Locate every line in the entries below that contains the string "gravel", matching case exactly, and copy each of those lines in full.

** start ENTRIES SHOWN **

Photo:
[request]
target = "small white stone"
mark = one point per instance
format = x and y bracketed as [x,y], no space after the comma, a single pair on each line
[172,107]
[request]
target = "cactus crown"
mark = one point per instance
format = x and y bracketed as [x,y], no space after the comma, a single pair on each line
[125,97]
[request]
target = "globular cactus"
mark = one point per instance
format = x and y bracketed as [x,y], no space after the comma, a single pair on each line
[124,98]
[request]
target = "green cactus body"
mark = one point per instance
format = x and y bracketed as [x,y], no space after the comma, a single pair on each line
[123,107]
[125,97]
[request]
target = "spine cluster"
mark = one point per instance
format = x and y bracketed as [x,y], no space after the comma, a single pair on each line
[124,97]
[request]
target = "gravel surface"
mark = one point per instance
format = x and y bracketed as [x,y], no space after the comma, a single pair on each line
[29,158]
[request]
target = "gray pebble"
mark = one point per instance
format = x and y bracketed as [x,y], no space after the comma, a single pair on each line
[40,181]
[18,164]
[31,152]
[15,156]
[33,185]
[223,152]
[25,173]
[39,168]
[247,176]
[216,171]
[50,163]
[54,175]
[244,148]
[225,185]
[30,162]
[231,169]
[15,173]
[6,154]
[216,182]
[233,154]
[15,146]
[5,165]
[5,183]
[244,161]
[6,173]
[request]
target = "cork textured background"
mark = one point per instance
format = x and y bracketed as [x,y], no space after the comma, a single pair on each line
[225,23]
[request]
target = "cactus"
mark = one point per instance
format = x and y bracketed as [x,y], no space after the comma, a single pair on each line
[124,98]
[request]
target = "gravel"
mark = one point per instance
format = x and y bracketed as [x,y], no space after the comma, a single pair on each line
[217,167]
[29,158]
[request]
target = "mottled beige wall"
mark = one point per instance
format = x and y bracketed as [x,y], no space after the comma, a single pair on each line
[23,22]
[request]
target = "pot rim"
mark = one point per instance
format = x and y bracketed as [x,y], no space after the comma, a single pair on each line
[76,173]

** end ENTRIES SHOWN **
** start ENTRIES SHOWN **

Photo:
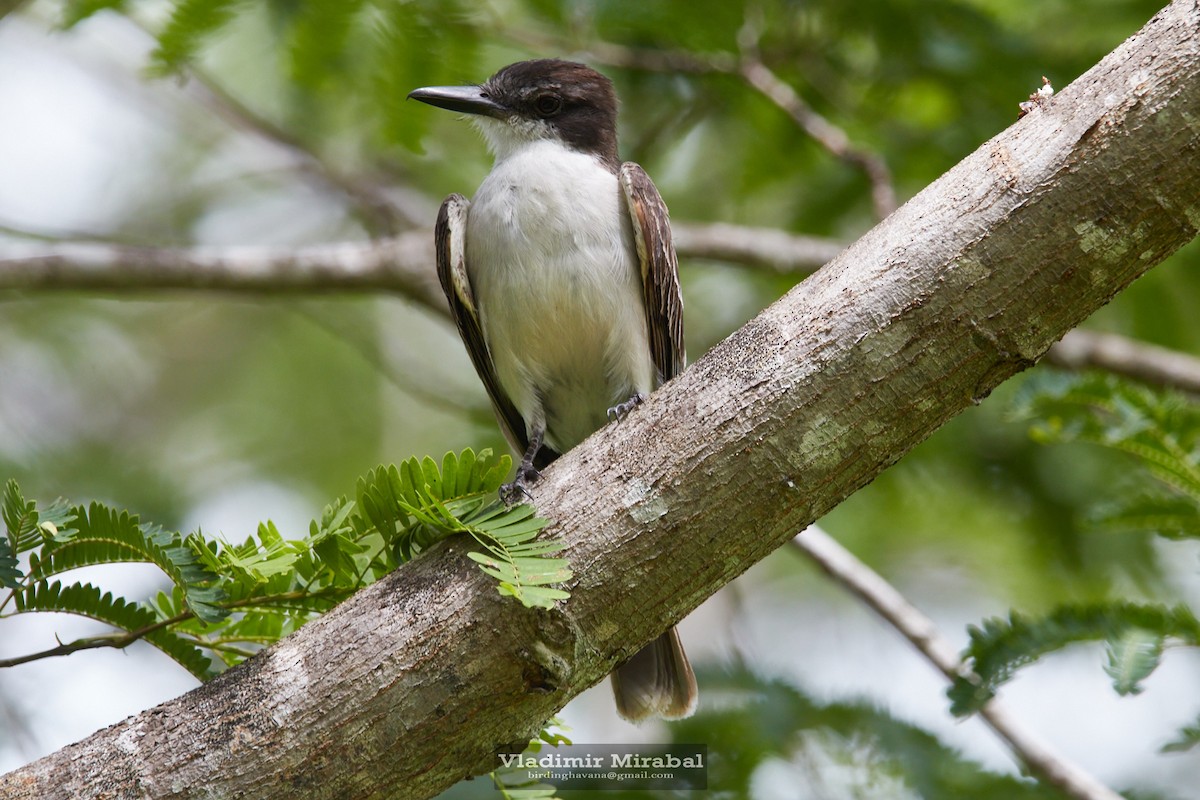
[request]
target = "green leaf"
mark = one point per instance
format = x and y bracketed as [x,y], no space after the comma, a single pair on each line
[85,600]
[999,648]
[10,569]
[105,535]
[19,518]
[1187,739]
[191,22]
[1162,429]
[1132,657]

** end ENTRIES SHOWN **

▶ [EXERCISE OUTPUT]
target = "gravel surface"
target = "gravel"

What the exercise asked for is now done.